WORK ITEM
Would you repeat exactly the part of the listing below that runs from the line containing "box: [111, 52, 144, 73]" down to the line containing "box: [417, 51, 462, 144]", inclusive, and nothing else?

-- EXTRACTED ENTRIES follows --

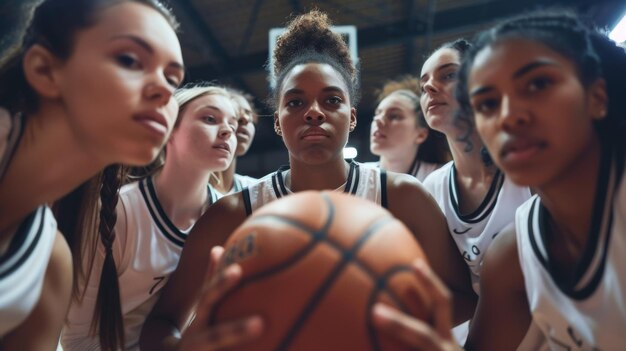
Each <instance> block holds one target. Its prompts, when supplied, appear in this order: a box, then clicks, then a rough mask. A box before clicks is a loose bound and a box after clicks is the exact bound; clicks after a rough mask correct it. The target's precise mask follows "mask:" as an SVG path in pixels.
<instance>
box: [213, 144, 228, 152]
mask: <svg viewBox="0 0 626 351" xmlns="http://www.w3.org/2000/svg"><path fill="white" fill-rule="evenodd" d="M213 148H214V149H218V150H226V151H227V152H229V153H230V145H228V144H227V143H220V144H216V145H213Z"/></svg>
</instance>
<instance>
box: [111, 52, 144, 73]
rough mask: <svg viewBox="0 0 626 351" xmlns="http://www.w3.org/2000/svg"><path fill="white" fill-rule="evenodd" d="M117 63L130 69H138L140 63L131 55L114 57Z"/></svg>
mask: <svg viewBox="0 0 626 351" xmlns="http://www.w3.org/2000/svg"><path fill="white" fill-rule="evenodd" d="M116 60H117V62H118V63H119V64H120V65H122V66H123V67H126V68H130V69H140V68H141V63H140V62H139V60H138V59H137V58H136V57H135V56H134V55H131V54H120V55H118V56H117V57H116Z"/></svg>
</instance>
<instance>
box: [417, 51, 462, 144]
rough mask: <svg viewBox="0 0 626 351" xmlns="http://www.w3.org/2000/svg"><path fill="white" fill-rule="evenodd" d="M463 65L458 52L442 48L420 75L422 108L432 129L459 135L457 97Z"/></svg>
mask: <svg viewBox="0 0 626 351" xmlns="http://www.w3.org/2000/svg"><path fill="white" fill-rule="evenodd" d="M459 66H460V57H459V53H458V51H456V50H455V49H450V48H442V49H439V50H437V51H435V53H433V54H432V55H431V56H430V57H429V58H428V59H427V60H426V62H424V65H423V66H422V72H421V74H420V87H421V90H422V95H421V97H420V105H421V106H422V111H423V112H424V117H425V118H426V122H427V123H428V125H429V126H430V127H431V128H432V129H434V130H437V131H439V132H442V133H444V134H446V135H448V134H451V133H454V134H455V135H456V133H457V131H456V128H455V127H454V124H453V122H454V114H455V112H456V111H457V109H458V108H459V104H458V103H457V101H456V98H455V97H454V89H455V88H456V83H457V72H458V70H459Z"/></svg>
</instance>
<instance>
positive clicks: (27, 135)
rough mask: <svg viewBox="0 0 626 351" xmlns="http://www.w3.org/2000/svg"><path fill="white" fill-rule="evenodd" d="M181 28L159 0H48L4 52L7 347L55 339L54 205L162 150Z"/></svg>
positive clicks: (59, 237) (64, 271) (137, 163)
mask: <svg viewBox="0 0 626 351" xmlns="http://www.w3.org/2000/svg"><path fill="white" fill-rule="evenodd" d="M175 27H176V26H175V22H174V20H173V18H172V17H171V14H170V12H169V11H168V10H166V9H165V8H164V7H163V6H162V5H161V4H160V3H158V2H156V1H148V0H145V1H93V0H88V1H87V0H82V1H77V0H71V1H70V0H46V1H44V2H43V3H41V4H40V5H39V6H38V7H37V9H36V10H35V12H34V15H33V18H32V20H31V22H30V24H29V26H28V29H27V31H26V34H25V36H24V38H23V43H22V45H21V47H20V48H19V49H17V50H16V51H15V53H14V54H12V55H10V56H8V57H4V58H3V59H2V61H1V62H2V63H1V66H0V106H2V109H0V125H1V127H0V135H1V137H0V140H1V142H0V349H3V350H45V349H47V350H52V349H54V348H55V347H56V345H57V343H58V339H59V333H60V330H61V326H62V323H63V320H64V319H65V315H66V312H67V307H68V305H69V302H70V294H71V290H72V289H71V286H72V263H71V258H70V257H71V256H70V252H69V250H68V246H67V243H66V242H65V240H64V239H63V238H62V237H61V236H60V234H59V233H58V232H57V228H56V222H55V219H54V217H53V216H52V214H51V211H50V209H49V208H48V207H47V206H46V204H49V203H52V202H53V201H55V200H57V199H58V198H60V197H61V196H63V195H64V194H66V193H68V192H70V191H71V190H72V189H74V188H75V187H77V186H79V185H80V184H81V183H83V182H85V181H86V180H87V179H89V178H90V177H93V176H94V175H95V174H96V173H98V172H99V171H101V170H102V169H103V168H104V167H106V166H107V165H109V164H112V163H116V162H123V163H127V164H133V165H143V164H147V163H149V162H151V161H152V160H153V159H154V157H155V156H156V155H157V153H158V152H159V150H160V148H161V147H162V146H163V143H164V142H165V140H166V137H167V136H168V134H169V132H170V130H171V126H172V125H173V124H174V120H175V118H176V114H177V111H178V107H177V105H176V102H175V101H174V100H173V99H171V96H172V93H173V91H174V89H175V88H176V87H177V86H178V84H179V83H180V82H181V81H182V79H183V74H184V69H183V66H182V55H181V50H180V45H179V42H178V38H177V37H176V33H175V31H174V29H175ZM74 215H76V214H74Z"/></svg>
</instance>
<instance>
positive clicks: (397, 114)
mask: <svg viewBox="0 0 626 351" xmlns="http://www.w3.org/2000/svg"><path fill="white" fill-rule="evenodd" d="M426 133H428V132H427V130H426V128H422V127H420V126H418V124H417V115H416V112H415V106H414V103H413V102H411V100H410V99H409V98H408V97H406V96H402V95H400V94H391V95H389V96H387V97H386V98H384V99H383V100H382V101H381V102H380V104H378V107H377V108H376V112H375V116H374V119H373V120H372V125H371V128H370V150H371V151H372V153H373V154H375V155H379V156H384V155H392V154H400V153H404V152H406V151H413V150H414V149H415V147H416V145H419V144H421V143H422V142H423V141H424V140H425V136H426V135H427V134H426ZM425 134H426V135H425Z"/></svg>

-- EXTRACTED ENTRIES concluded --
-- EXTRACTED ENTRIES follows --

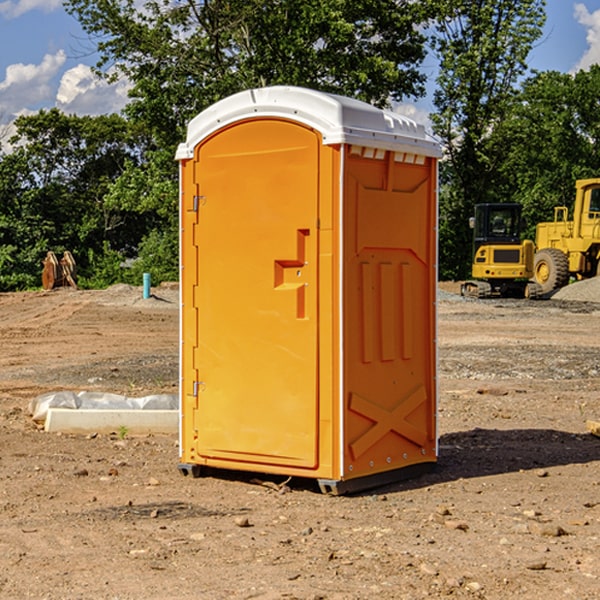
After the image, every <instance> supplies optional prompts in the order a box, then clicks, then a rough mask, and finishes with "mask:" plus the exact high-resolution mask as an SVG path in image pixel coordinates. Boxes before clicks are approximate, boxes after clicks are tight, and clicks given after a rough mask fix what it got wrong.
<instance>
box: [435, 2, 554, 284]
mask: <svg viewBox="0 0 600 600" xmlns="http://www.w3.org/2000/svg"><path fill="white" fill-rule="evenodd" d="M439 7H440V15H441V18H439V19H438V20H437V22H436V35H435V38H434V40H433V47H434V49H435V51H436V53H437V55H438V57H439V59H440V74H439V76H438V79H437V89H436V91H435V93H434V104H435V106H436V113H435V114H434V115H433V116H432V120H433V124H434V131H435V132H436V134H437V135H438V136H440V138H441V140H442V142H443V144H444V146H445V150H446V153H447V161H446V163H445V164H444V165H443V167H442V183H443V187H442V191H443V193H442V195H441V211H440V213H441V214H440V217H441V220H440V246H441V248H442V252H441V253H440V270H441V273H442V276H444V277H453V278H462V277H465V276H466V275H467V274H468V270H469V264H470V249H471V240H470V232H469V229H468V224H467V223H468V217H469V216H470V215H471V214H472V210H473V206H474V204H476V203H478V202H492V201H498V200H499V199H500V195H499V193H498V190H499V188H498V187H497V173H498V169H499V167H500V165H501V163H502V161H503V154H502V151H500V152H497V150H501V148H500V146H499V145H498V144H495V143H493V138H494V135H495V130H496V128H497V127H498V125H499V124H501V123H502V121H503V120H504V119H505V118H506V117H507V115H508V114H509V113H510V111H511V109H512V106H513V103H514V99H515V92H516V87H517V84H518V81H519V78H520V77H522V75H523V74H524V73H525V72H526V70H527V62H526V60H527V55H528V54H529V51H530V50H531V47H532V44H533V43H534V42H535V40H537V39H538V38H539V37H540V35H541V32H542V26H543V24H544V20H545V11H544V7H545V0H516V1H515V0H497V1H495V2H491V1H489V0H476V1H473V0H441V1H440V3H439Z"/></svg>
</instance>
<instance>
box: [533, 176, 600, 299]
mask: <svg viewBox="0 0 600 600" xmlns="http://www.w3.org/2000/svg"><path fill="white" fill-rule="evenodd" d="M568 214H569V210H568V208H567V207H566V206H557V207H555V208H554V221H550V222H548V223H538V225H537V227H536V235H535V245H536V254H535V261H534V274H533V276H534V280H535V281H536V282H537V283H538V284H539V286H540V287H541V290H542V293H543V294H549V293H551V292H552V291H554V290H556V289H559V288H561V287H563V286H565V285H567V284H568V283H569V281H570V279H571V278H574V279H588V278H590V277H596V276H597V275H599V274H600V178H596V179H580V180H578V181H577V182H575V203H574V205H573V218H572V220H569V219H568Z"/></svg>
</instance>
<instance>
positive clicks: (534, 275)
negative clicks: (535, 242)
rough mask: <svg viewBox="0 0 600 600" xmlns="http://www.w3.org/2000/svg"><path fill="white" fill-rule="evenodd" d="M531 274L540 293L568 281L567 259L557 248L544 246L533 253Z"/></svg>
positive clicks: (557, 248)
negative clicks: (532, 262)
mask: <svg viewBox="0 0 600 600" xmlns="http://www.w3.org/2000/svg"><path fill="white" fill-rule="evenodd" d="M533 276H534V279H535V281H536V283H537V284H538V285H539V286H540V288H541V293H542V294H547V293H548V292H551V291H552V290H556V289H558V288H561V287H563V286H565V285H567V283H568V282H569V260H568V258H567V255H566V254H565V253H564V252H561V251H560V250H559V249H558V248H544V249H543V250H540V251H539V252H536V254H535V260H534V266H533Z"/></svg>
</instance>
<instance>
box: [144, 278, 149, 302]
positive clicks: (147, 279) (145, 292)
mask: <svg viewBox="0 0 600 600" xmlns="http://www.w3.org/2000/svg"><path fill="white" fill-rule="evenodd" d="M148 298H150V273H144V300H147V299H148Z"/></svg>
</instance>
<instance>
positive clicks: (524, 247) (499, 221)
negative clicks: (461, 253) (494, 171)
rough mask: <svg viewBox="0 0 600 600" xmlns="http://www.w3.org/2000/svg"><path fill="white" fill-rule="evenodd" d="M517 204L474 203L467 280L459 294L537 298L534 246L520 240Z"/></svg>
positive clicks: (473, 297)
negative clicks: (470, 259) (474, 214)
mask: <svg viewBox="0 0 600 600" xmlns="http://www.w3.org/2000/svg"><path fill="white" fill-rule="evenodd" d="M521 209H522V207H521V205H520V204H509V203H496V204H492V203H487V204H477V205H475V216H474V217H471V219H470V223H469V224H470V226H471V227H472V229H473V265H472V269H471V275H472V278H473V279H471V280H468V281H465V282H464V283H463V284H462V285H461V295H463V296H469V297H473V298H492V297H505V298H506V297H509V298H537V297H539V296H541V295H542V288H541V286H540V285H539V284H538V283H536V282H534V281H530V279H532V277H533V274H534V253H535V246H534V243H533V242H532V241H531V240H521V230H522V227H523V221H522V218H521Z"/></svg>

-- EXTRACTED ENTRIES concluded --

WORKED SOLUTION
box: [111, 52, 144, 73]
rough mask: <svg viewBox="0 0 626 351" xmlns="http://www.w3.org/2000/svg"><path fill="white" fill-rule="evenodd" d="M117 63L130 69H138L140 63L131 55L114 57Z"/></svg>
mask: <svg viewBox="0 0 626 351" xmlns="http://www.w3.org/2000/svg"><path fill="white" fill-rule="evenodd" d="M116 60H117V62H118V63H119V64H120V65H122V66H123V67H126V68H130V69H140V68H141V63H140V62H139V60H138V59H137V58H136V57H135V56H134V55H131V54H120V55H118V56H117V57H116Z"/></svg>
</instance>
<instance>
box: [417, 51, 462, 144]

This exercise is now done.